> _Excerpt_:

+--

14. In the absence of such a clear policy and effective action, there remains a serious deficiency in the UK’s anti-torture programme in an area where it ought to be most obvious that something can and should be done: the protection of UK nationals and the non-nationals described. The UK’s policy and practice of exercising consular assistance and diplomatic protection in torture cases should therefore be articulated and developed, with the aim of leaving other states in no doubt that they cannot torture UK nationals with impunity. In all cases where they have been tortured abroad and have been unable to obtain reparation through local remedies, diplomatic protection should be more than a theoretical avenue for justice.23
C. Steps the UK should take to strengthen institutions and systems, to assist with reforms and to monitor developments
15. The states concerned are (or will in due course hopefully be) in the process of what is termed “transitional justice”.24 These will be periods during which strenuous efforts will need to be made so that the many victims of serious human rights violations are not marginalised, that suspects are held accountable and that torture survivors and other victims of human rights abuses receive reparations. The UK needs to have a clear strategy on how to support these processes, both bi-laterally and within international institutions such as the United Nations and the European Union.
16. Organs such as the Office of the United Nations High Commissioner for Human Rights (OHCHR) have already begun to analyse priorities such as the importance of fair trials and ending military court trials of civilians in Egypt;25 concerns relating to the trial of civilians by the military have been made in relation to Tunisia too.26 Fair trial concerns also relate to those involved with the previous regimes.27 Specifically in relation to torture, the aim in each of these states should also be: the eradication through publically-stated policies by leaders that the use of torture and ill treatment will not be tolerated; prosecuting all suspects against whom there is credible evidence after independent investigation of all allegations; reviewing the definition of torture in national law to ensure consistency with the definition provided in the UNCAT; the establishment of independent monitoring of prisons and all places of detention; ensuring the availability of complaints mechanisms and effective remedies for torture victims.
17. Domestic state institutions, including the judiciary, will need to be reformed, and human-rights-compliant legislation implemented. The UK should work with state organs and civil society bodies28 to help with human and financial resources to achieve these changes. As far as torture is concerned, implementation of the obligations under the UNCAT which both Egypt29 and Tunisia30 have ratified, should be the firm framework within which these tasks are approached.31
18. The UK, which has played a commendable and leading role in the Optional Protocol to the UN Convention Against Torture (OPCAT) which it ratified in December 2003, should seek to encourage Egypt to ratify the OPCAT.32
Conclusion and Recommendations
19. The United Kingdom has an important part to play in the states where processes have unfolded as a result of the Arab Spring. These processes provide numerous opportunities for the UK’s critical and constructive engagement based on clear and principled policies. To this end the UK should:
Revisit with a view to abandoning its reliance on Deportations With Assurances in its counter-terrorism policies.

+--

> _Supplied records_:
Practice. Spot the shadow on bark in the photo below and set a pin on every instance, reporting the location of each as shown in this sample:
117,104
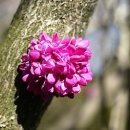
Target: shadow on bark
29,108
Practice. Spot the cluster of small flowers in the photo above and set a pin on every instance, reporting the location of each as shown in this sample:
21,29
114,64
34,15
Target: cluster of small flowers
56,66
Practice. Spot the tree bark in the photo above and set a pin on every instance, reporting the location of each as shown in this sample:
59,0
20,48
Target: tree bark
20,109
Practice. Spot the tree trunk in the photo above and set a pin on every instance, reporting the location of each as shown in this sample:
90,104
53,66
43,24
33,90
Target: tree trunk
20,109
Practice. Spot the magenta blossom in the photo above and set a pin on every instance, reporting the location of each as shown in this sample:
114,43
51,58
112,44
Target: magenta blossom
54,66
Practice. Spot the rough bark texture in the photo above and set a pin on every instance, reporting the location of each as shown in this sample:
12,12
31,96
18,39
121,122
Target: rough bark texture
18,108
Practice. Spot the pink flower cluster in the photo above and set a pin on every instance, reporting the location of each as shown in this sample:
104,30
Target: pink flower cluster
56,66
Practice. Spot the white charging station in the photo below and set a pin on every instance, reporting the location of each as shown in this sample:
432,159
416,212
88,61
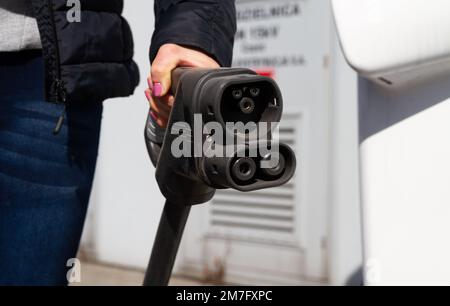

+--

> _Task details_: Continue the submission on UK anti-torture policy after the Arab Spring, above, from the point where it stops.

> _Response below_:
Cease any activities in its counter-terrorism strategies which may result in it being complicit, or being seen to be complicit, in torture.
Properly investigate and where there is evidence prosecute torture suspects who come within its jurisdiction.
Actively protect its nationals and others who can claim its protection from torture abroad, within a firm, well-publicised and effectively implemented policy of consular assistance and diplomatic protection.
Work bi-laterally and with other states and international and regional bodies to furnish material support and expertise in human rights to state institutions and civil society in the “Arab Spring” states to help them prohibit, prevent and investigate torture, and to provide reparation for victims and survivors.
14 September 2011
1 Submission to the Committee from REDRESS’ Chairman, Sir Emyr Jones Parry, dated 20 June 2011, available at http://www.redress.org/downloads/LettertoFAC20June2011.pdf.
House of Commons Foreign Affairs Committee, The FCO’s Human Rights Work 2010–11, Eighth Report of Session 2010–12 published 20 July 2011, available at
United Kingdom Foreign & Commonwealth Office, March 2011, available at
4 For a recent report raising torture in Egypt see Report of the Special Rapporteur on the promotion and protection of human rights and fundamental freedoms while countering terrorism, Martin Scheinin, Mission to Egypt, A/HRC/13/37/Add.2, 14 October 2009 (paragraphs 27–30, 41–43, 49, 55–56, 58–60) available at http://www2.ohchr.org/english/bodies/hrcouncil/docs/13session/A-HRC-13-37-Add2.pdf. On Tunisia, see Concluding Observations of the Human Rights Committee, CCPR/C/TUN/CO/5, 23 April 2008 (paragraphs 9, 11–14, 16), available at http://www.unhcr.org/refworld/country,,HRC,,TUN,,4885cf95d,0.html.
This was most succinctly put by a young poet, Ayat Al Khurmsi, who was detained and tortured in Bharain earlier this year, who said on her release: “I went inside and I was in opposition and I came out and I was more serious in opposition. More of an opponent”—see transcript dated 25 August 2011 of meeting chaired by Lord Eric Avebury on 23 August in the House of Lords, available at
Speech of the then Foreign Secretary, Mr Robin Cook, to the Amnesty International Human Rights Festival 16 October 1998, available at:
7 The UK ratified the UN Convention Against Torture and Other Cruel, Inhuman or Degrading Treatment or Punishment on 8 December 1988; torture is a crime under UK law pursuant to section 134 of the Criminal Justice Act, 1988.
8 See in this context Concurring Opinion of Judge Bonello of the European Court on Human Rights (ECtHR), who said: “I am unwilling to endorse à la carte respect for human rights. I think poorly of an esteem for human rights that turns casual and approximate depending on geographical coordinates. Any State that worships fundamental rights on its own territory but then feels free to make a mockery of them anywhere else does not, as far as I am concerned, belong to that comity of nations for which the supremacy of human rights is both mission and clarion call”—Case of Al Skeini and Others v The United Kingdom (Application no. 55721/07), Judgment of the Grand Chamber, 7 July 2011, para 18 available at http://www.unhcr.org/refworld/pdfid/4e2545502.pdf.
9 Also known as “Diplomatic Assurances” or “Memoranda of Understanding”.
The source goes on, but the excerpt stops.